Reproduce each of the rows below word for word, without changing anything.

### DATA FOR PROCESSING:
---------------

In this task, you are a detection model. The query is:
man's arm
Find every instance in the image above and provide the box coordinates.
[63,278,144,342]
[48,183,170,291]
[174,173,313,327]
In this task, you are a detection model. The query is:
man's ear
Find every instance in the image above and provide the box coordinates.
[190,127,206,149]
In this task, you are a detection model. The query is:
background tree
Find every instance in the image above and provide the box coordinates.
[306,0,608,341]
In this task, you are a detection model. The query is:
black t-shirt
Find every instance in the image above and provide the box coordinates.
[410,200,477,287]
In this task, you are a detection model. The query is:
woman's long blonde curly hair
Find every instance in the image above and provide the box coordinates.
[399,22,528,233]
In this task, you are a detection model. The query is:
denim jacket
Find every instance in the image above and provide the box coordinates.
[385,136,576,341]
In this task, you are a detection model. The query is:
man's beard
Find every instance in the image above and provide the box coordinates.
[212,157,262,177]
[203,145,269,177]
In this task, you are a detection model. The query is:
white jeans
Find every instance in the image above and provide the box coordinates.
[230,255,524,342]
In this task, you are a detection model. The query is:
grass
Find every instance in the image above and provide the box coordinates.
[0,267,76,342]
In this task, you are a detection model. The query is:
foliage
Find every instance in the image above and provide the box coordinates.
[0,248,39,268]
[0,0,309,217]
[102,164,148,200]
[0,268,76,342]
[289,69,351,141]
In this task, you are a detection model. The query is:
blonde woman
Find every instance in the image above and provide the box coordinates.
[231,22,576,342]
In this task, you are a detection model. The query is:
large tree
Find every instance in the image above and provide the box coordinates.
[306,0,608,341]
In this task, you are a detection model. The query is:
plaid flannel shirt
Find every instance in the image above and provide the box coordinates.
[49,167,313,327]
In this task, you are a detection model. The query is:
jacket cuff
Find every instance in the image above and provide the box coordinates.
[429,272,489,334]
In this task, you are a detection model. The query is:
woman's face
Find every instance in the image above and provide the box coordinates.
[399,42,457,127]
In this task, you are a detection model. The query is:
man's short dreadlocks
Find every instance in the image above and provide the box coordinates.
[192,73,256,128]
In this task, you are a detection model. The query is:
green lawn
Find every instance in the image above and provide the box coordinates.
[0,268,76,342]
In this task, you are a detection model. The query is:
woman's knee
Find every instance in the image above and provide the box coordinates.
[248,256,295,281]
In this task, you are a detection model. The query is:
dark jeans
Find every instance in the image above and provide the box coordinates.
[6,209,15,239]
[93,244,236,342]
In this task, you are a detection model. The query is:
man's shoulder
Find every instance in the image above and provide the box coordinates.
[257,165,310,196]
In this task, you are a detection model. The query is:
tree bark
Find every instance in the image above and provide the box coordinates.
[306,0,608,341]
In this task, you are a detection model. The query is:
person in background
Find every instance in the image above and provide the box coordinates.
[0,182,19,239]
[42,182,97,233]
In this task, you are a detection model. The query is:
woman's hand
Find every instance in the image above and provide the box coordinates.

---------------

### RESULT:
In this task, you are a detection model. The query is:
man's arm
Find every instance in the image above and provide the box coordinates.
[63,278,144,342]
[48,183,170,291]
[174,173,313,327]
In this task, you are a detection model. The query is:
man's ear
Find every instance in the image above and provide the box coordinates.
[190,127,206,149]
In this task, you are a detection model. The query is:
background tree
Find every instance in the image above and provide the box coordinates.
[306,0,608,341]
In this task, you are a detection model. The query is:
black t-shirt
Find every instance in the image above and provide the box coordinates.
[410,200,477,287]
In this task, you are a detection model. The query is:
woman's long blonde curly hair
Find every instance in the image above and provide the box coordinates.
[399,22,528,233]
In this task, you are a detection model. The query is:
denim jacket
Find every instance in the image above and provide the box coordinates.
[385,136,576,341]
In this task, you are a detection model. The query is:
man's beard
Find every instance in the image above and provide the box coordinates.
[212,157,262,177]
[203,145,269,177]
In this task, you are a detection model. The query is:
white jeans
Find every instance in the image above and provide the box coordinates.
[230,255,524,342]
In this task, you are a detection model. The query is:
grass
Find every instance in the image above and provide the box coordinates.
[0,267,76,342]
In this task, you are a detection model. The query is:
foliage
Find every instance in the image above and provide the box coordinates.
[0,248,39,268]
[0,0,309,217]
[102,164,148,200]
[0,268,76,342]
[289,69,351,141]
In this task, you are a detection model. The query is:
blonde woman
Find every instance in the image above and provide the box coordinates.
[231,22,576,342]
In this task, you are a detection model. The query is:
large tree
Find every instance in the image above and provide the box coordinates.
[306,0,608,341]
In this task, you are a detection model. The query is:
plaid flannel shirt
Find every instance in the image above and provide the box coordinates.
[49,167,313,327]
In this task, you are a detection model. The query is:
jacket cuff
Find every instance in the image above and provide the box coordinates.
[429,272,489,334]
In this task, you are a detection model. The query is:
woman's face
Find every instance in the image above and provide the box coordinates.
[399,42,457,127]
In this task, you are a detection model. The query is:
man's short dreadlocks
Find every instance in the image above and provide the box coordinates.
[192,73,256,128]
In this task, you are a detection model. The query is:
green lawn
Find every instance in the image above and provide the box coordinates.
[0,268,76,342]
In this task, you are a detection model. The query is:
woman's knee
Find every instance in the image above and provide the box coordinates.
[248,256,295,281]
In this task, you are a detection model. The query is:
dark jeans
Find every instance in the image above and provide the box coordinates.
[6,209,15,239]
[93,244,236,342]
In this task, you are a detection model. The query is:
man's shoulder
Find every instance in the image above and provide the box coordinates.
[257,165,310,196]
In this task, you are a detection model. The query is:
tree bark
Find every instance in the image above and provide the box coordinates.
[306,0,608,341]
In this task, you are a detection model. The query is:
person in background
Find every instance in the image above and provide the box coordinates.
[0,182,19,239]
[42,182,97,233]
In this task, you are a detection model. The query is:
woman's hand
Find every instance in the image above and provide the box coordinates.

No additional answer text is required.